#### AIM OF THE EXERCISE
Report the count of lines containing the word "door" in the entries below, and nothing more.

++++ DATA UNDER STUDY

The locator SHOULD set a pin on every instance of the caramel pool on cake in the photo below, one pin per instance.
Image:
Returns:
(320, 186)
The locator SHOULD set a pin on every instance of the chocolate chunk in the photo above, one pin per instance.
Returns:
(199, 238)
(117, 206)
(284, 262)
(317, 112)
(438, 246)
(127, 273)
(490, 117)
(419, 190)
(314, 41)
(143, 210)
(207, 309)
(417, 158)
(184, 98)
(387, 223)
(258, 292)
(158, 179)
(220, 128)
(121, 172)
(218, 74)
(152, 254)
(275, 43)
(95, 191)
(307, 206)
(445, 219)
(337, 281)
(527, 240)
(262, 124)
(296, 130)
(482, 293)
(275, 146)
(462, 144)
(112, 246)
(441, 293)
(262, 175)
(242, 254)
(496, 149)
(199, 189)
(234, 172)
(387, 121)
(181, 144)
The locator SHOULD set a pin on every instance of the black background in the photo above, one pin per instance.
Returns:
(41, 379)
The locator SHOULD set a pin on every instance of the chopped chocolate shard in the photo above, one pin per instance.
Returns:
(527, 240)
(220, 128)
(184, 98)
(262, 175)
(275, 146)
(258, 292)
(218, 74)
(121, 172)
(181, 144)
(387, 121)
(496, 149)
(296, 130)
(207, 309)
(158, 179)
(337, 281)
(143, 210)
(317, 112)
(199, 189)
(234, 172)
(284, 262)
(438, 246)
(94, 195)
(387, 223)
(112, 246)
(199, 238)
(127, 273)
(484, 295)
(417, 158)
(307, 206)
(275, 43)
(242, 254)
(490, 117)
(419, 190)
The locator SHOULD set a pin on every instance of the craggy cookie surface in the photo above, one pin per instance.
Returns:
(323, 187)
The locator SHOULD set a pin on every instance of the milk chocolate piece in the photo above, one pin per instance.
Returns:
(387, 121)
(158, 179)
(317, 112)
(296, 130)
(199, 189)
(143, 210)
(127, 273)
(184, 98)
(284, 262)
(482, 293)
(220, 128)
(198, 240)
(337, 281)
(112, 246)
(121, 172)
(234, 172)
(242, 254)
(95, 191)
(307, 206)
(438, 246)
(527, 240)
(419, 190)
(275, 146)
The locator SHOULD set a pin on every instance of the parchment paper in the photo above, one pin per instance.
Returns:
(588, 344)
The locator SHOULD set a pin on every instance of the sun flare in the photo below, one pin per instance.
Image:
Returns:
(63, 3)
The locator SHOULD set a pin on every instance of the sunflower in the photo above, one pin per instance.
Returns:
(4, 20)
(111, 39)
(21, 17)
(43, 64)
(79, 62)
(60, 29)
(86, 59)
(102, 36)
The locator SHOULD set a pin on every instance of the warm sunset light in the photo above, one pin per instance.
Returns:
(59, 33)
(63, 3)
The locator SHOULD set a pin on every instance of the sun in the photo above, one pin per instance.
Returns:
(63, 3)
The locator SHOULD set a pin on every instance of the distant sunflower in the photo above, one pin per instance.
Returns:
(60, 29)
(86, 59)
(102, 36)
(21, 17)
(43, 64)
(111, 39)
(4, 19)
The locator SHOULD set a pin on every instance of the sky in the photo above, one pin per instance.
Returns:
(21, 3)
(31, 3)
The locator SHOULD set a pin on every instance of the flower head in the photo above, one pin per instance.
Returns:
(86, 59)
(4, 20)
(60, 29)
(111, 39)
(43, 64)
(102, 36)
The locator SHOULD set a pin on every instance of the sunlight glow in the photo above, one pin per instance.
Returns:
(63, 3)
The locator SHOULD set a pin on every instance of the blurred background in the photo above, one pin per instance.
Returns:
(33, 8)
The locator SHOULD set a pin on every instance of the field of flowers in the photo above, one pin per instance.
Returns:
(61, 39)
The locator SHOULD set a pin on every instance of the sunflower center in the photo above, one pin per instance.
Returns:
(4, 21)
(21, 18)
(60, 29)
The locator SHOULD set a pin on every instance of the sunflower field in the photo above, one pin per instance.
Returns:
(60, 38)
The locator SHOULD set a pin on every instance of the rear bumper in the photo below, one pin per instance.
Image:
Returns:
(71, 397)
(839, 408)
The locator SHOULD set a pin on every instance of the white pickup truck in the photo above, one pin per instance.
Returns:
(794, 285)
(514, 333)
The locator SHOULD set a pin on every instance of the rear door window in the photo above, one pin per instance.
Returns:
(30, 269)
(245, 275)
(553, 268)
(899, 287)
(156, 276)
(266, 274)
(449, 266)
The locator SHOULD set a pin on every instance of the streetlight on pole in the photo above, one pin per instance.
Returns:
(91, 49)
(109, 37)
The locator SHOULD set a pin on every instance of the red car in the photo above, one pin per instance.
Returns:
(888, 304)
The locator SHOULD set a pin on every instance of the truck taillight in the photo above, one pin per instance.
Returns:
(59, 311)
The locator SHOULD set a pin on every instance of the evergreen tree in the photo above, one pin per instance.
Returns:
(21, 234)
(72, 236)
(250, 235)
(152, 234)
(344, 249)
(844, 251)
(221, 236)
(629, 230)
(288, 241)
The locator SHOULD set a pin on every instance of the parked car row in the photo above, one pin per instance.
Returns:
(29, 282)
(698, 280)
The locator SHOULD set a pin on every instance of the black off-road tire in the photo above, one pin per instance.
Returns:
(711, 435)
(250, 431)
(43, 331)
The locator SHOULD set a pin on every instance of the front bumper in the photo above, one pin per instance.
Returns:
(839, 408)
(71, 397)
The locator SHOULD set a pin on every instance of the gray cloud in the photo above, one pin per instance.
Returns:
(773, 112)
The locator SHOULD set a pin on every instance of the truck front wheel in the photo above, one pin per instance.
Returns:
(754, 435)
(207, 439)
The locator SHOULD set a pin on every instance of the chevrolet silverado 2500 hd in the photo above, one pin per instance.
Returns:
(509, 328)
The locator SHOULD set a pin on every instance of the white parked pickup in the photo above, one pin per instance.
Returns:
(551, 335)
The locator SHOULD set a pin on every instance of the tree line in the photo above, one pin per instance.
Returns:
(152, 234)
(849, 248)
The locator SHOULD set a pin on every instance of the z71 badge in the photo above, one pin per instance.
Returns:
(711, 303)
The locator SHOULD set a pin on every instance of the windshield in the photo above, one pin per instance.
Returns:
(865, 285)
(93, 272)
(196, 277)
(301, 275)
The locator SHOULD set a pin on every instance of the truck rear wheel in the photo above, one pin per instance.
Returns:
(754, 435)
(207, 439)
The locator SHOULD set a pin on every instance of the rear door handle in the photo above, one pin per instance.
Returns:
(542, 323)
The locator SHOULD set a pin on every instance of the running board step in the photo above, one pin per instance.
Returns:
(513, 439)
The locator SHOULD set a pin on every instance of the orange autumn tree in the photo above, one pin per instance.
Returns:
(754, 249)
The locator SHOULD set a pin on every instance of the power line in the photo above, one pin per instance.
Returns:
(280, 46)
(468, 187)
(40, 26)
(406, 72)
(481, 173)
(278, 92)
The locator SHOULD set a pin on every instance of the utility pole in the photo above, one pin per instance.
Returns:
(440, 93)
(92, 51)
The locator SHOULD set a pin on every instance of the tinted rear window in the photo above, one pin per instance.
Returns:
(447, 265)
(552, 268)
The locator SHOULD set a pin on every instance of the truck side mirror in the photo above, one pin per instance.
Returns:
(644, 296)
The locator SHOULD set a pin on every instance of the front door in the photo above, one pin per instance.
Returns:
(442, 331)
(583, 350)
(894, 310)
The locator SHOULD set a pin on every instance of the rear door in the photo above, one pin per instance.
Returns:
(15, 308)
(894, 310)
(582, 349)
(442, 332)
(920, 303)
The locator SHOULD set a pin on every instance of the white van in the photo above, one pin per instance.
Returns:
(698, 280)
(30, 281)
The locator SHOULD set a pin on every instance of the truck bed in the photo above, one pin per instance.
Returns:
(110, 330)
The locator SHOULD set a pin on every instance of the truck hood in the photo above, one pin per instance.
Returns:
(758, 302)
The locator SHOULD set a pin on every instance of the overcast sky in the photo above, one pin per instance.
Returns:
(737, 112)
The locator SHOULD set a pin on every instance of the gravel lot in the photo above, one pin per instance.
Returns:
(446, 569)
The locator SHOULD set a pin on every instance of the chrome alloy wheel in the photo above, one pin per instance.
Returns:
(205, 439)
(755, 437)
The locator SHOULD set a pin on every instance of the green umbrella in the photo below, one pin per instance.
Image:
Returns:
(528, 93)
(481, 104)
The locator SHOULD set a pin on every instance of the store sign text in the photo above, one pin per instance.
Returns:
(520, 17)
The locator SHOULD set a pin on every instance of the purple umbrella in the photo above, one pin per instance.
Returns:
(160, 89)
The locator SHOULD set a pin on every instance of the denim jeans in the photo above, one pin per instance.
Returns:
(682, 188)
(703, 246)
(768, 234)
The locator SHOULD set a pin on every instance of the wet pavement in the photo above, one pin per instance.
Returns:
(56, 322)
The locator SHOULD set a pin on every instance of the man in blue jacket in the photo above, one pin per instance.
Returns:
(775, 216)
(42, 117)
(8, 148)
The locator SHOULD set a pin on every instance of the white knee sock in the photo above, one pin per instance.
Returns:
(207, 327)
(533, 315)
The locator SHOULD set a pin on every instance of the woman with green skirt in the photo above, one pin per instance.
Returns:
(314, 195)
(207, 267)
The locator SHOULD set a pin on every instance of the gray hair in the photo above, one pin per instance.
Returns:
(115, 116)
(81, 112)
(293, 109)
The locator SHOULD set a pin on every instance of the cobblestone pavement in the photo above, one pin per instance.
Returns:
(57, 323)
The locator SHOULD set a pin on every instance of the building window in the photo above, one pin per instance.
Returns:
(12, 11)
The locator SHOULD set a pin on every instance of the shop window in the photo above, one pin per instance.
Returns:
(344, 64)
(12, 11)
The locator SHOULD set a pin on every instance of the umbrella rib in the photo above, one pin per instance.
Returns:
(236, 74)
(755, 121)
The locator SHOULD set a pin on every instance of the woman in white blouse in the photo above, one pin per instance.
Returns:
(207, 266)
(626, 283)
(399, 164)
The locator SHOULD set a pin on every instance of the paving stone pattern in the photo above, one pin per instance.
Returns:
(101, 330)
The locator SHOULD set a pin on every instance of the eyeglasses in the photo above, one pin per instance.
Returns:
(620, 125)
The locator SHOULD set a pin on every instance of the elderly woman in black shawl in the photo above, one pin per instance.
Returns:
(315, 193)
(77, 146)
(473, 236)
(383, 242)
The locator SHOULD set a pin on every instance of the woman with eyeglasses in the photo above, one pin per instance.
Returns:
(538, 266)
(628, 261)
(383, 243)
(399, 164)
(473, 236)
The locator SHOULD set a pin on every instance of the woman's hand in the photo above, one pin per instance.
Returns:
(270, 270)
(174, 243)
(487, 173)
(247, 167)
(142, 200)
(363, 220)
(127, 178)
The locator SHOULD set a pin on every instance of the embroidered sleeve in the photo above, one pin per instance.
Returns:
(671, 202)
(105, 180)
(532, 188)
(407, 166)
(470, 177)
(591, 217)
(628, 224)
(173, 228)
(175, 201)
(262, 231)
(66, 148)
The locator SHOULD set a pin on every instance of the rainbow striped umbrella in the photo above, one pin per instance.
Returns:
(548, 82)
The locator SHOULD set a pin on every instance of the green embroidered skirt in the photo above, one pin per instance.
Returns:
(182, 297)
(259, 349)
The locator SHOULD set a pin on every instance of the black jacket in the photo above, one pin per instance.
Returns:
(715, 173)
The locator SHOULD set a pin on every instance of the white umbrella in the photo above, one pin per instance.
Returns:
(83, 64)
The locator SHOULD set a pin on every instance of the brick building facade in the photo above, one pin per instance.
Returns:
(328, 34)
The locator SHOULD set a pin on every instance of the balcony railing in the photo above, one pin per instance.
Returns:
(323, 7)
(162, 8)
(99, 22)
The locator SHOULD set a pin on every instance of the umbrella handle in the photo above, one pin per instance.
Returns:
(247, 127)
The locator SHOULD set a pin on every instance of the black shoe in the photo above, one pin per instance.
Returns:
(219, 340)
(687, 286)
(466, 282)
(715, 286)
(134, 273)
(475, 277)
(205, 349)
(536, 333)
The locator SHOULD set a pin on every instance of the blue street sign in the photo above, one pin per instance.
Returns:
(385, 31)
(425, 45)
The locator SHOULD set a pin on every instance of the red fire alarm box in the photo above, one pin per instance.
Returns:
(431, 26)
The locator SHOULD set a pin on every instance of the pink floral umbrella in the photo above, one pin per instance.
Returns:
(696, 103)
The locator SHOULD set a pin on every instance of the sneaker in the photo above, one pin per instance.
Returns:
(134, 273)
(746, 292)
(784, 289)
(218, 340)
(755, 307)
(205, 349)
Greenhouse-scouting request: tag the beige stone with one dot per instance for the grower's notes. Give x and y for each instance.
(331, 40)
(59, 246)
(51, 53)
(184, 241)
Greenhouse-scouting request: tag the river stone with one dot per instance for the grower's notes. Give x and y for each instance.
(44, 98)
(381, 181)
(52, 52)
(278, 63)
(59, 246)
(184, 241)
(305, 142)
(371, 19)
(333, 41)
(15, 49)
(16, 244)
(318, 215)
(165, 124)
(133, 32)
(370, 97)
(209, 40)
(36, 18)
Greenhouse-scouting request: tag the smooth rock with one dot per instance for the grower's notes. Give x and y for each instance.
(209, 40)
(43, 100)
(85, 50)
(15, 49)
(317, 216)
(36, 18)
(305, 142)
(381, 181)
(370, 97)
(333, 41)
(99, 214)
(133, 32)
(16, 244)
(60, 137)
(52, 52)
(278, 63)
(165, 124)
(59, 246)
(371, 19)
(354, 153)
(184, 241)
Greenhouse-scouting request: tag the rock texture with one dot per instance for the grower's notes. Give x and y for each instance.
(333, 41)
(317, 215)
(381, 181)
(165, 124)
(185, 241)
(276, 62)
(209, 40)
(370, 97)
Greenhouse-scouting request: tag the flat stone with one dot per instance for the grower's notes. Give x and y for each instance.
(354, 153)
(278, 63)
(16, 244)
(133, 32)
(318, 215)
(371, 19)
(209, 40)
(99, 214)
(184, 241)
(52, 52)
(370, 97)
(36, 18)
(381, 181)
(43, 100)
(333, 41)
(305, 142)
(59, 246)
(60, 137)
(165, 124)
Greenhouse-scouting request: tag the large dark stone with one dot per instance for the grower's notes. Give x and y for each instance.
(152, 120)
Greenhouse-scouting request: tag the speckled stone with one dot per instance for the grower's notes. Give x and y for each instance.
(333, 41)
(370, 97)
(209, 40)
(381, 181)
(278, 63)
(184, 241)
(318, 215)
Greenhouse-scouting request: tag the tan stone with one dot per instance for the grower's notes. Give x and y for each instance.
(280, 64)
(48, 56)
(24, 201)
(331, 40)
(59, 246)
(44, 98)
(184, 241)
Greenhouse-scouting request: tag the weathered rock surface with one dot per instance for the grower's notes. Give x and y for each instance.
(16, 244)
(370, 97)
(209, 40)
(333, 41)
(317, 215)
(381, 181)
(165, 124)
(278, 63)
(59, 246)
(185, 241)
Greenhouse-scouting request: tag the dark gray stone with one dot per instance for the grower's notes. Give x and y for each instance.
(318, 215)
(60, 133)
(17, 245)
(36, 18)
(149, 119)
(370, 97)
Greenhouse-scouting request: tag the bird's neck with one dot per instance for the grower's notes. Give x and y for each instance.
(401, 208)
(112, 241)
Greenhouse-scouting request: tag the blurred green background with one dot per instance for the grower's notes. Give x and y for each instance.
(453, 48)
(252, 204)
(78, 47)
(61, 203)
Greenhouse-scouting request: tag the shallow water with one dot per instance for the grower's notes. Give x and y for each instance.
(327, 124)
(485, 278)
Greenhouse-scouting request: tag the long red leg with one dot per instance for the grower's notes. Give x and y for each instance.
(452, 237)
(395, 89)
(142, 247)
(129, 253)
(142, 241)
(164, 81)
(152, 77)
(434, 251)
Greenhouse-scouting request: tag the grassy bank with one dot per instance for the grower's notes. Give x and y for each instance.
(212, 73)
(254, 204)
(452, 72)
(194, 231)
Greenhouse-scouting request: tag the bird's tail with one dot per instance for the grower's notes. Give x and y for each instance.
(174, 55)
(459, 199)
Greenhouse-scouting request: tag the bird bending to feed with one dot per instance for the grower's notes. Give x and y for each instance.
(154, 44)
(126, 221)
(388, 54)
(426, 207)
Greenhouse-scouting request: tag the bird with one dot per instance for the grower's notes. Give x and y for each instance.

++++++++

#### TASK OUTPUT
4